Entries from a pointing dataset:
- - - - -
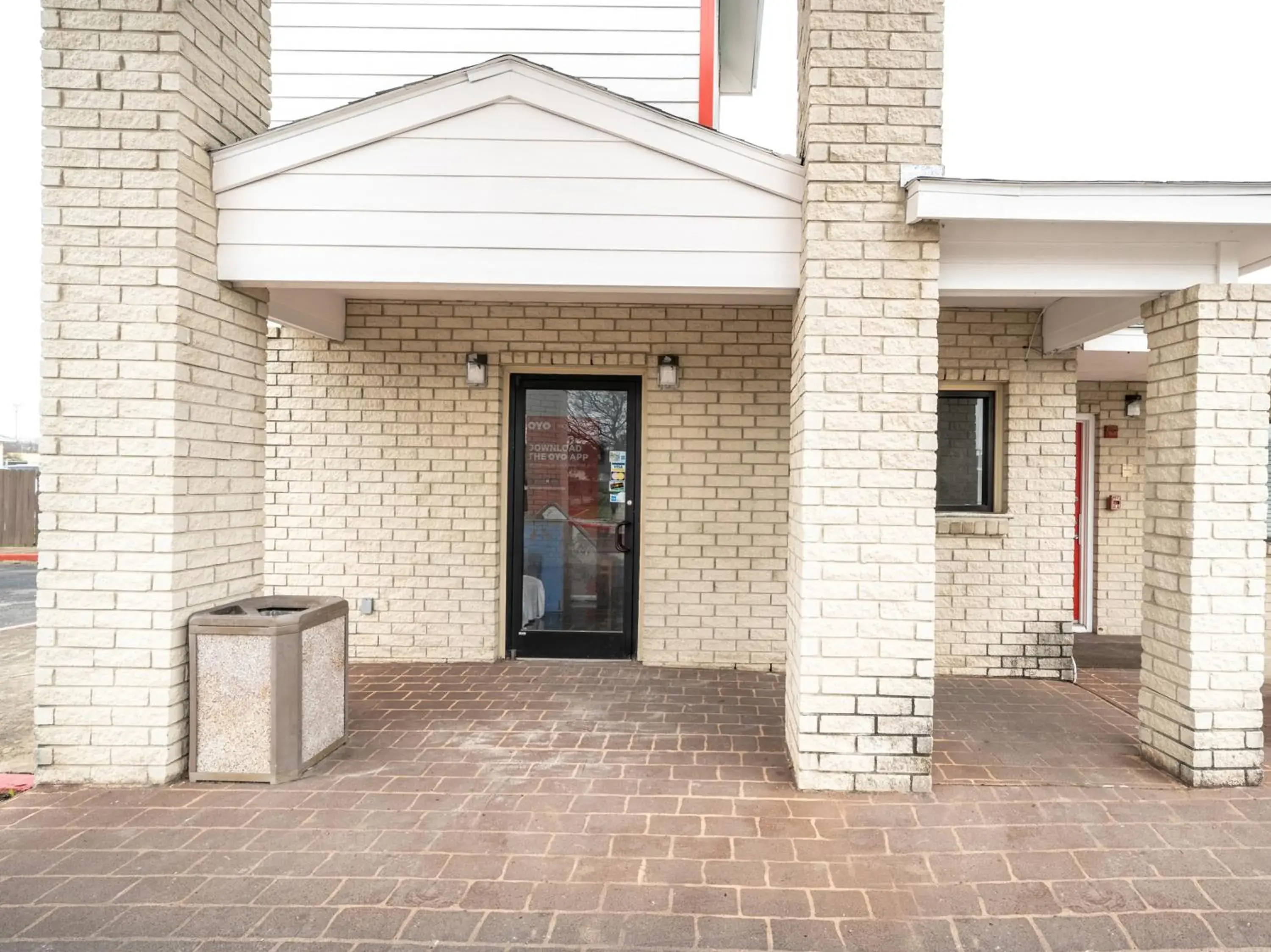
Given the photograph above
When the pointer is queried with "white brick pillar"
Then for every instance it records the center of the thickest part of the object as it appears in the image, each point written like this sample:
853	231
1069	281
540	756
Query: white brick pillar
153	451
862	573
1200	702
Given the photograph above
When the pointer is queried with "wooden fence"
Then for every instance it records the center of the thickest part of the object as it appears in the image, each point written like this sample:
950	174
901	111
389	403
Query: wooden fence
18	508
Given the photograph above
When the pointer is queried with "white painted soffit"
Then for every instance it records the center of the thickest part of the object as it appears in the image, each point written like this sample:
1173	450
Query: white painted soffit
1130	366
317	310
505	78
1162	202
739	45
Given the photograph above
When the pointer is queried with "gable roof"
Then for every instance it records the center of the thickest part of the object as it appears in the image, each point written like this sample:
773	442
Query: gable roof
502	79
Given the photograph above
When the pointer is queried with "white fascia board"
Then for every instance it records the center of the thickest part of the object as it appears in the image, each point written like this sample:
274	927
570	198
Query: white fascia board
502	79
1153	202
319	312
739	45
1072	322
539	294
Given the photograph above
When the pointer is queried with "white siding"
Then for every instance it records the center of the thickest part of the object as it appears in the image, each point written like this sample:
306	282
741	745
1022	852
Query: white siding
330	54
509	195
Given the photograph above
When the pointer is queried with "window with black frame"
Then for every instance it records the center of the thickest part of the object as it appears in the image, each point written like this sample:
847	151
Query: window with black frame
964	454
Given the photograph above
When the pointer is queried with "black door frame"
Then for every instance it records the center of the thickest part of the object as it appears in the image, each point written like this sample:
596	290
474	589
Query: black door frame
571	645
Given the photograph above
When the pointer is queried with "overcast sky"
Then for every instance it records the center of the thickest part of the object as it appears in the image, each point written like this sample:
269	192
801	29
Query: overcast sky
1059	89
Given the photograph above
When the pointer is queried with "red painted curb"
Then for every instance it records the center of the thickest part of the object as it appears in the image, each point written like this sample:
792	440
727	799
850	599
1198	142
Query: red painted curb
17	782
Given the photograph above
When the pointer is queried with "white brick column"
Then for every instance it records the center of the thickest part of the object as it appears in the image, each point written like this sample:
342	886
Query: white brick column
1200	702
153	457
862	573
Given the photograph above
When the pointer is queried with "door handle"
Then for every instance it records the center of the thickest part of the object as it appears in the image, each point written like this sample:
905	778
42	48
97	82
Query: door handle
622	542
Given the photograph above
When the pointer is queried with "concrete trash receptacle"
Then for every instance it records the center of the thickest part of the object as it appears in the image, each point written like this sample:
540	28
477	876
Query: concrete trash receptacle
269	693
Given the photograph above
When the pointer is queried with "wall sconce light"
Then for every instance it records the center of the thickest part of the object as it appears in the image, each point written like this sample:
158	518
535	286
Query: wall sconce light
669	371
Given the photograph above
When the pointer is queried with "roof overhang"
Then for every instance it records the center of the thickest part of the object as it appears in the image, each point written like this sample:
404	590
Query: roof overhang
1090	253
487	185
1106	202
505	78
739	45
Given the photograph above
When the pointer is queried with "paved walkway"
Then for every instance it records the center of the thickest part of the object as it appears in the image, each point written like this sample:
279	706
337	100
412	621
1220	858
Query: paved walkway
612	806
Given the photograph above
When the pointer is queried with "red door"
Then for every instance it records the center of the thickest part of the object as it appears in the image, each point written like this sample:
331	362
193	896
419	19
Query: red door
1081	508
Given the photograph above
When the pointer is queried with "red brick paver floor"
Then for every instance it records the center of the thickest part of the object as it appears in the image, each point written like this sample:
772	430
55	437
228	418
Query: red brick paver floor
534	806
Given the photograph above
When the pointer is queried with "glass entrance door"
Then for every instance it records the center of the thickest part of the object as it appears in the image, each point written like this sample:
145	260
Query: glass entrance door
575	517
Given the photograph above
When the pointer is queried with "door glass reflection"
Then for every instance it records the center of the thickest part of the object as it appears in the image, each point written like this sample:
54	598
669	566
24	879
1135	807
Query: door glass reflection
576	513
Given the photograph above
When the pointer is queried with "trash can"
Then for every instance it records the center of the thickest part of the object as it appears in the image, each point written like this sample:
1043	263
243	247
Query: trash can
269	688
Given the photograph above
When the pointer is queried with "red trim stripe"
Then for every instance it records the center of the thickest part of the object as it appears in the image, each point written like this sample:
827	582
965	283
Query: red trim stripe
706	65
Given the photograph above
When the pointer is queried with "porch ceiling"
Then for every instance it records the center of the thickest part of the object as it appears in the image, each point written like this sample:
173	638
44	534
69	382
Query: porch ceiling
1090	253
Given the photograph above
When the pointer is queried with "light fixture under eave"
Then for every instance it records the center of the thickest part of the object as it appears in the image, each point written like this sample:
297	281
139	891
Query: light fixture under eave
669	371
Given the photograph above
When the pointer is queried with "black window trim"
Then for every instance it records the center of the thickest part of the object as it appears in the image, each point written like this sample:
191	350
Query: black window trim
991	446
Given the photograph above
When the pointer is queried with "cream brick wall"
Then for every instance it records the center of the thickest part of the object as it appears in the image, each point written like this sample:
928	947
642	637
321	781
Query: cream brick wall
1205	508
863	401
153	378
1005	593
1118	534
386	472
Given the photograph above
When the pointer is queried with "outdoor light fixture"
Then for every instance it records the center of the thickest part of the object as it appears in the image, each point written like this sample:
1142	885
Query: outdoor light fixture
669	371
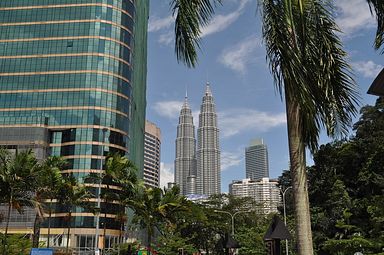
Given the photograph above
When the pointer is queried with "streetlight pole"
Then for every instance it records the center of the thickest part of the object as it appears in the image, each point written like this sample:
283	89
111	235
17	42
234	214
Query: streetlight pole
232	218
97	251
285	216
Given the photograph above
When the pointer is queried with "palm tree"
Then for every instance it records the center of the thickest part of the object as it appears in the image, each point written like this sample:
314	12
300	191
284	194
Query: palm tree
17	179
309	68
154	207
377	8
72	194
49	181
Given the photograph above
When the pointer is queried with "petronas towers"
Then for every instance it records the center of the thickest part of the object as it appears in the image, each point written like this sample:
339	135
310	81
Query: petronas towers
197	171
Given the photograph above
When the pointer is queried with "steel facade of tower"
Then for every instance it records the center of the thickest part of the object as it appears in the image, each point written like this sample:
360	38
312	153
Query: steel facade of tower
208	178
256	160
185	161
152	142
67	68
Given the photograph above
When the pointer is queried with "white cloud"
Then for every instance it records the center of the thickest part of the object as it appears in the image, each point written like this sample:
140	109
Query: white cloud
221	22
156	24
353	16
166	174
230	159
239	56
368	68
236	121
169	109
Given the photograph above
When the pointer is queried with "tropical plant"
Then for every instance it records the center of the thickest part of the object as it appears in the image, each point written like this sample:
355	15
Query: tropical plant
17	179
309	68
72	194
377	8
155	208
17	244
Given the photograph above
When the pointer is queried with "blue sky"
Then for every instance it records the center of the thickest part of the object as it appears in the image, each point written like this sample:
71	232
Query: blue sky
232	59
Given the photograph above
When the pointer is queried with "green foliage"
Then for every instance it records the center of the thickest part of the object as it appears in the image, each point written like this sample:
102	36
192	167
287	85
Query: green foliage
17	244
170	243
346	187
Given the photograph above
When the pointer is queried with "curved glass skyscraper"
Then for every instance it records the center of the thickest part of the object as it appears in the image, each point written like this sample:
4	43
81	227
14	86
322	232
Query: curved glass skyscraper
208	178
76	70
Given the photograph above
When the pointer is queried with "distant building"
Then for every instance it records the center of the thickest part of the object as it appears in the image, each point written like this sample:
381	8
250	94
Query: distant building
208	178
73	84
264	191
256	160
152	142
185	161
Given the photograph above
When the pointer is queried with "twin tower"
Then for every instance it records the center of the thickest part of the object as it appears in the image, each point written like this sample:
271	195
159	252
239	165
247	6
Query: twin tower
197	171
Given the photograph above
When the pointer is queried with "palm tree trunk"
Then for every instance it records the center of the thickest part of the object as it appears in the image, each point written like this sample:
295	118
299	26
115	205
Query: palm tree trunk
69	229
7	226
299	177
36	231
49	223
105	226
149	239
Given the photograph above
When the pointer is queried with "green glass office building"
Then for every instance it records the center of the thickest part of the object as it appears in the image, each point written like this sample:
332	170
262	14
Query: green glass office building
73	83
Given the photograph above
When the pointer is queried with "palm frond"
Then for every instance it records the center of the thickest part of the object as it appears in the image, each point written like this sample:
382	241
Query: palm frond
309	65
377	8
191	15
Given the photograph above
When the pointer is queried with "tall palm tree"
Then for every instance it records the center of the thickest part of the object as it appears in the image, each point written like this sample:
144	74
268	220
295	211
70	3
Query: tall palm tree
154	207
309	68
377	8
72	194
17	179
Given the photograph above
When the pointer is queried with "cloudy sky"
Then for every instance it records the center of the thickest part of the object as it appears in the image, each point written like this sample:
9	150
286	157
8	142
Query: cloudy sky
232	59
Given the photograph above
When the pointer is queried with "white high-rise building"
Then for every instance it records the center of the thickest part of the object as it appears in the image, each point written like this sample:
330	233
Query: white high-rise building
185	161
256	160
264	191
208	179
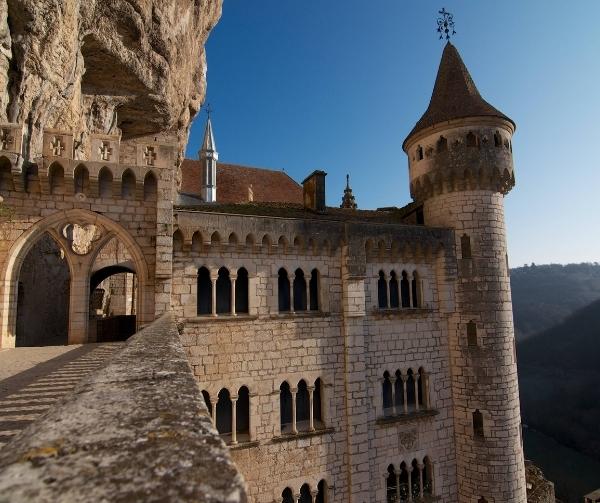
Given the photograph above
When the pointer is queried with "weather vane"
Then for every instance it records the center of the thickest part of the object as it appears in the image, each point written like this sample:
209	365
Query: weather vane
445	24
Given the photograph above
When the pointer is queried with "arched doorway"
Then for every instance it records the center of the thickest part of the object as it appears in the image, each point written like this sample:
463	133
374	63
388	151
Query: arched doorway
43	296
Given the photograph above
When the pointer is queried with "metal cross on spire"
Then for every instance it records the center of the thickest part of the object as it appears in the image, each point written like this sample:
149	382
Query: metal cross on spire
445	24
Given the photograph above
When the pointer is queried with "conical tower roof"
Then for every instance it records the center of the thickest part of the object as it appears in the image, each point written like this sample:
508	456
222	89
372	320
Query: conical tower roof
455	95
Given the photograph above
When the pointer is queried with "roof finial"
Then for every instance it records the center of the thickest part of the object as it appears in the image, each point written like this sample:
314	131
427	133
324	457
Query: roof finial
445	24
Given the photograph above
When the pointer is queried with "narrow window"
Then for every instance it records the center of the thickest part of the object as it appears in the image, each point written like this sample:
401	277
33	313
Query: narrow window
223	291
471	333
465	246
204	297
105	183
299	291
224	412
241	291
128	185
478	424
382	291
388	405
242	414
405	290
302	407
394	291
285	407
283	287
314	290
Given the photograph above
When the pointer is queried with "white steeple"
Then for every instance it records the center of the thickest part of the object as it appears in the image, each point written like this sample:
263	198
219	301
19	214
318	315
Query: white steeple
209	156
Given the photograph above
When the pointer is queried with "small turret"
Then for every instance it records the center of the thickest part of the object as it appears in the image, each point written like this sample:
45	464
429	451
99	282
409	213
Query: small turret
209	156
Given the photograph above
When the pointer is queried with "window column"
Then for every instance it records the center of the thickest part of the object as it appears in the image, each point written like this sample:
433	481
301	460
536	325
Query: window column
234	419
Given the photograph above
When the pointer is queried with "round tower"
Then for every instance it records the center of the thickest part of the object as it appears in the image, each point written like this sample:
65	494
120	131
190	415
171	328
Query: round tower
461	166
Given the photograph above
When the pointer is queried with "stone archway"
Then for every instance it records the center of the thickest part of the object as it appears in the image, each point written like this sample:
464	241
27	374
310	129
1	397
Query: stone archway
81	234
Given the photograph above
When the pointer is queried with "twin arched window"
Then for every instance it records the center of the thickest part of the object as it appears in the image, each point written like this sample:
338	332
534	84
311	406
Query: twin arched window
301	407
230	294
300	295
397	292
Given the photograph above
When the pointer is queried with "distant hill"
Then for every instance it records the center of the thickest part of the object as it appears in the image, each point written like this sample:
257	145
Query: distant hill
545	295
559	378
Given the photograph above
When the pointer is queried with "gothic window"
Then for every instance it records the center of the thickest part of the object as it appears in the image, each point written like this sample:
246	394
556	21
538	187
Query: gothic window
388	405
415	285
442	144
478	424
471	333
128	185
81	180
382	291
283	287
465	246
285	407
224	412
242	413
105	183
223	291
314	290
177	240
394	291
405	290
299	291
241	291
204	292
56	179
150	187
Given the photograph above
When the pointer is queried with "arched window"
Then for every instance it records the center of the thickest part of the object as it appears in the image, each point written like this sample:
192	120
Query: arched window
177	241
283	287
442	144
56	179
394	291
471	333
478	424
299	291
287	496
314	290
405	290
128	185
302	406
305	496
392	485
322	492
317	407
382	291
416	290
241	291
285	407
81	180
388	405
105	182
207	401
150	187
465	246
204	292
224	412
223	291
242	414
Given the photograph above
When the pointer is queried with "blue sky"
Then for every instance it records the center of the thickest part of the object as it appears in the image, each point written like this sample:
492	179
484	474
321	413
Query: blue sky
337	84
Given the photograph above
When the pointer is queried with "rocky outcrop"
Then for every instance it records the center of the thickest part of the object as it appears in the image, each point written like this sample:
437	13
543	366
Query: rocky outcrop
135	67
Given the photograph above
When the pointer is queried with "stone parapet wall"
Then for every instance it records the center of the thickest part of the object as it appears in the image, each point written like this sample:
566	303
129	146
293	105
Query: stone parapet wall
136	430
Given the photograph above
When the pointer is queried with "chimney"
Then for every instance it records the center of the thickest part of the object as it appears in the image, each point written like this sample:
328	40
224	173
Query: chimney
- - - - -
Task directions =
Find every line in the entries above that contains the string "streetlight", and copy each of those lines. Treat uppercase and lowercase letters as different.

Written response =
When the pointer is queried with "streetlight pole"
Query: streetlight pole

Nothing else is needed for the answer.